[[ The records open ]]
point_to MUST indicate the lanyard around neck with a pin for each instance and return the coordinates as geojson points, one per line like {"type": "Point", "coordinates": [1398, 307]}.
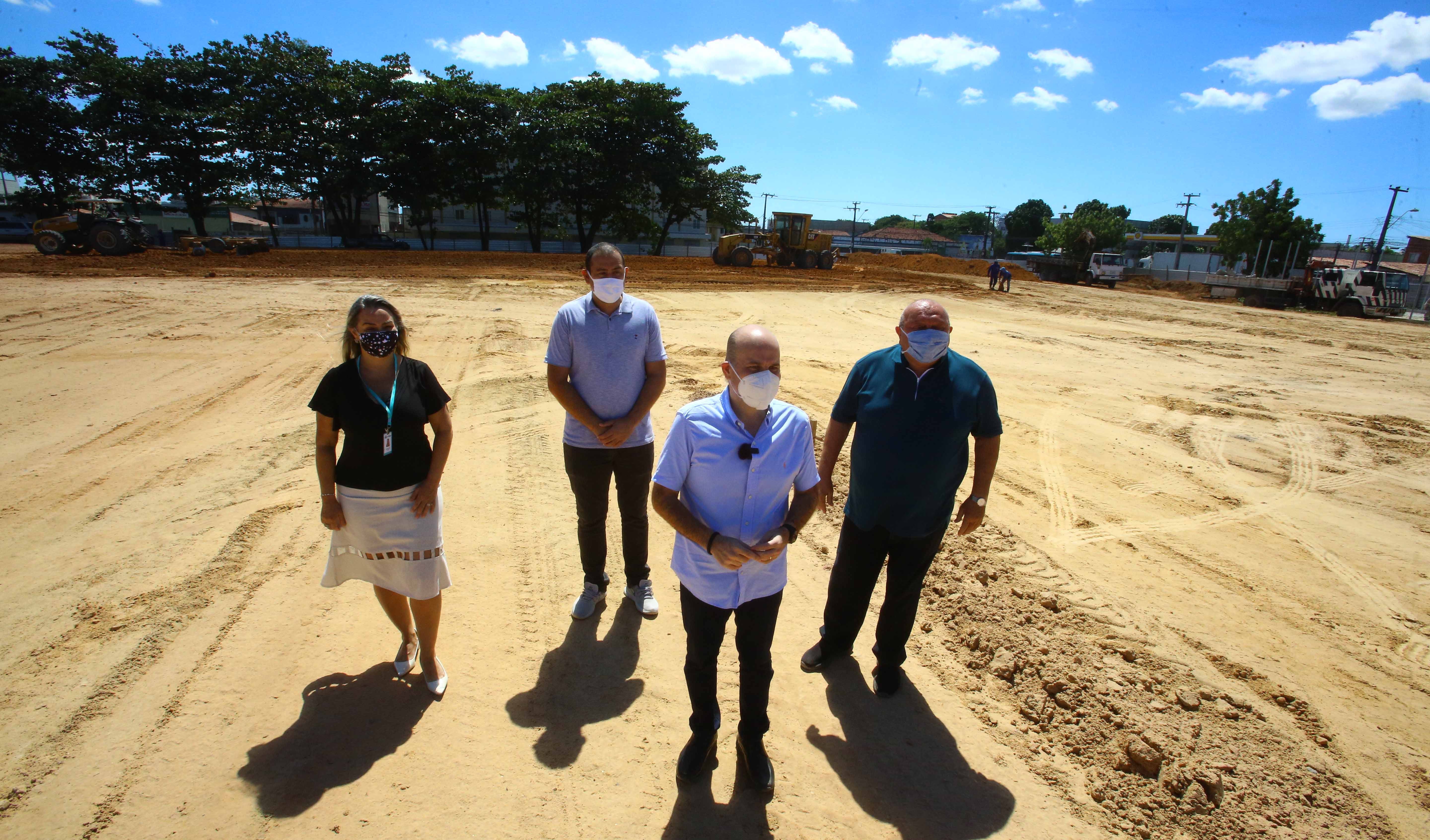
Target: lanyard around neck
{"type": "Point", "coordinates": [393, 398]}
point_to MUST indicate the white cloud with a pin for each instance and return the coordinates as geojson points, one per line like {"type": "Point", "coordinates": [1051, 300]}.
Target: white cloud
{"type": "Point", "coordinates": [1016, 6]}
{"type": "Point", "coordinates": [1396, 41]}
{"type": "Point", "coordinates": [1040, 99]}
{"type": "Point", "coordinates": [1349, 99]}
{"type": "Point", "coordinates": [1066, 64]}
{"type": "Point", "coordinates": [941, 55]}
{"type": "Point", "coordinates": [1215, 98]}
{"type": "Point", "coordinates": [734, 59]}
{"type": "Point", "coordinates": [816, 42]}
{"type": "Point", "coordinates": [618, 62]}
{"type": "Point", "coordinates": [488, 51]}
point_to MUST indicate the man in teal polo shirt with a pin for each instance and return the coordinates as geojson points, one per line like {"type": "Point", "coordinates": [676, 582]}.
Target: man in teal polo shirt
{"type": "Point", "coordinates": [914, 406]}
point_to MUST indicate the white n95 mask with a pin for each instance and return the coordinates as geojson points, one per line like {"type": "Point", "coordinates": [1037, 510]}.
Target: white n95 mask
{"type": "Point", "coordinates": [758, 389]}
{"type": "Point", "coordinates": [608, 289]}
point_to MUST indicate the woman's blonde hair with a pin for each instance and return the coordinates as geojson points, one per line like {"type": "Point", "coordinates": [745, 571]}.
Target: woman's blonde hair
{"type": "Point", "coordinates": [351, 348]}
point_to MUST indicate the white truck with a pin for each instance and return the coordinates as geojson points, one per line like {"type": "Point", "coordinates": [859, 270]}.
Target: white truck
[[ The records closed ]]
[[ The records open ]]
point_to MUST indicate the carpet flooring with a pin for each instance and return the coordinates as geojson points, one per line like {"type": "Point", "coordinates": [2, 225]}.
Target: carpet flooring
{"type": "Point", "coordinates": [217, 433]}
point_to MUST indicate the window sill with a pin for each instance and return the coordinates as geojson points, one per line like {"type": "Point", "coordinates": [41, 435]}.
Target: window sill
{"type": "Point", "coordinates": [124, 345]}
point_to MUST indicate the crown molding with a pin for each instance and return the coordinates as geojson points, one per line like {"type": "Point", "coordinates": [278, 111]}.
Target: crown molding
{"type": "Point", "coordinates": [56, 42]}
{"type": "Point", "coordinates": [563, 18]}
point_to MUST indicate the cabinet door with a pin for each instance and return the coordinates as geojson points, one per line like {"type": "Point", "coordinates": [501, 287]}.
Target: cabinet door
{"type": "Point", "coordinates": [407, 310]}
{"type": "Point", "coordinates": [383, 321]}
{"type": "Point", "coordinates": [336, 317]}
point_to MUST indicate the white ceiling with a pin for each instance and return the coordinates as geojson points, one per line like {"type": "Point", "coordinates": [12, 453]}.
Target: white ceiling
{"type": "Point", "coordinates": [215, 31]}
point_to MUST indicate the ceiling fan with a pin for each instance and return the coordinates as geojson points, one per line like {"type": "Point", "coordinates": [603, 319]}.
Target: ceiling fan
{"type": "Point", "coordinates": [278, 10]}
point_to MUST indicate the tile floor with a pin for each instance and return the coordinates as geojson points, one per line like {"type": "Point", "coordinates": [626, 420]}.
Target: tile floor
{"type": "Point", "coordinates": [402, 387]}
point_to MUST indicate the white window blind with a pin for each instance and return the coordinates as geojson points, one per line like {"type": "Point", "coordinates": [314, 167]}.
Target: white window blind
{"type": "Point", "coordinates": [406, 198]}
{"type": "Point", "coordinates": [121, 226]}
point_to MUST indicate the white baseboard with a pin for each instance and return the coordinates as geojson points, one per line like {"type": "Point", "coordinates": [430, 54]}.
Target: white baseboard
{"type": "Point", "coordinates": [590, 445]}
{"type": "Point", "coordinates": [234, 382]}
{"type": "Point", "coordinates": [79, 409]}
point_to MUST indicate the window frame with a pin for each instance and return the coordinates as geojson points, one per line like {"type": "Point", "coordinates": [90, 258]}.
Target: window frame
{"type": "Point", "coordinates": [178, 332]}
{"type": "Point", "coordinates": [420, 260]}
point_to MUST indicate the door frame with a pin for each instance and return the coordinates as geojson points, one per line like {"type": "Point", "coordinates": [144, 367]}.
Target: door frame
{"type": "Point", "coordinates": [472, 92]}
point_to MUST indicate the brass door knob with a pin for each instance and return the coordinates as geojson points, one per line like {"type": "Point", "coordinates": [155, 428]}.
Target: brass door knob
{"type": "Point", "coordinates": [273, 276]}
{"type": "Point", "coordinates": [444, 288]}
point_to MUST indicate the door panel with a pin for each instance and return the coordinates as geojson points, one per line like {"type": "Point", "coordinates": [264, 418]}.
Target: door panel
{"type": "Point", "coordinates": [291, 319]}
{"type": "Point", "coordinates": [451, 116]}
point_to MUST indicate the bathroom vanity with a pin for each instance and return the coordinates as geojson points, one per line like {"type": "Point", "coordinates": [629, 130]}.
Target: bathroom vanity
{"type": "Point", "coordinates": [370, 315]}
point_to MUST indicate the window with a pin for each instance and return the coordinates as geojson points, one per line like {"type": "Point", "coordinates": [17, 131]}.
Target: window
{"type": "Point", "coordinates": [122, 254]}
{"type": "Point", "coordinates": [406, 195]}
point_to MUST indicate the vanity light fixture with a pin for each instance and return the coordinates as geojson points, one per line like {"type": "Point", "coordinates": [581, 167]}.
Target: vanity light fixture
[[ The records closed ]]
[[ The records open ]]
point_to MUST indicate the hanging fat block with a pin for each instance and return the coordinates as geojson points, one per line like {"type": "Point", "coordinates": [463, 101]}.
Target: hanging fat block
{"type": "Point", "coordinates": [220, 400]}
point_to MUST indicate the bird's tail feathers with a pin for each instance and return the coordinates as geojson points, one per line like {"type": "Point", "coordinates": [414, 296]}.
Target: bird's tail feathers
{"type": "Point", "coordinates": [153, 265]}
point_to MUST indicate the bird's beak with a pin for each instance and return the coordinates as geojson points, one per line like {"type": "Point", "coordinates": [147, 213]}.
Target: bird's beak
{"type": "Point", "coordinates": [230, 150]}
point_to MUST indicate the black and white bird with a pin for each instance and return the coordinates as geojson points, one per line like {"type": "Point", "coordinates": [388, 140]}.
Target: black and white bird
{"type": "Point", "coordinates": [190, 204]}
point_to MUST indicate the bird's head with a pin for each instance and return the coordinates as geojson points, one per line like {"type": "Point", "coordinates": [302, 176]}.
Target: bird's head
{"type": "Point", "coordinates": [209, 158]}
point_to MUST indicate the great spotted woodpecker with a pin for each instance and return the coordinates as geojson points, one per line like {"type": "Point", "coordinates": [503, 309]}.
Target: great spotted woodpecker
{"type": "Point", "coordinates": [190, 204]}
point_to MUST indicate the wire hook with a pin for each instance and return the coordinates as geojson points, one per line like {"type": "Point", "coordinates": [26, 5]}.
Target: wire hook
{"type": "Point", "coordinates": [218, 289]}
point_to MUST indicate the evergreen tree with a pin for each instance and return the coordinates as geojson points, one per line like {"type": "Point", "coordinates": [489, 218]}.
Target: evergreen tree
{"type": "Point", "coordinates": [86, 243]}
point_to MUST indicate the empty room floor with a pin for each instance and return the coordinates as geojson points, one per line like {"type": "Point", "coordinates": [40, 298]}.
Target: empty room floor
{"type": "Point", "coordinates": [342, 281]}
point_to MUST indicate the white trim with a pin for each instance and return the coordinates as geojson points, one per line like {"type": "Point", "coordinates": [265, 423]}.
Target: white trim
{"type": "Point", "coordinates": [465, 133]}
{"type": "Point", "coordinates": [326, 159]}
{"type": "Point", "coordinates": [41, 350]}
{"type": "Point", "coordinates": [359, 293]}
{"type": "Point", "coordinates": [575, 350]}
[[ The records closed ]]
**Assignment:** Go through the entries above and copy out every line that includes the word "fixture".

**Result:**
point_to MUST indicate the vanity light fixture with a pin for each instance and return the coordinates as geojson points, one per line like {"type": "Point", "coordinates": [581, 167]}.
Target: vanity light fixture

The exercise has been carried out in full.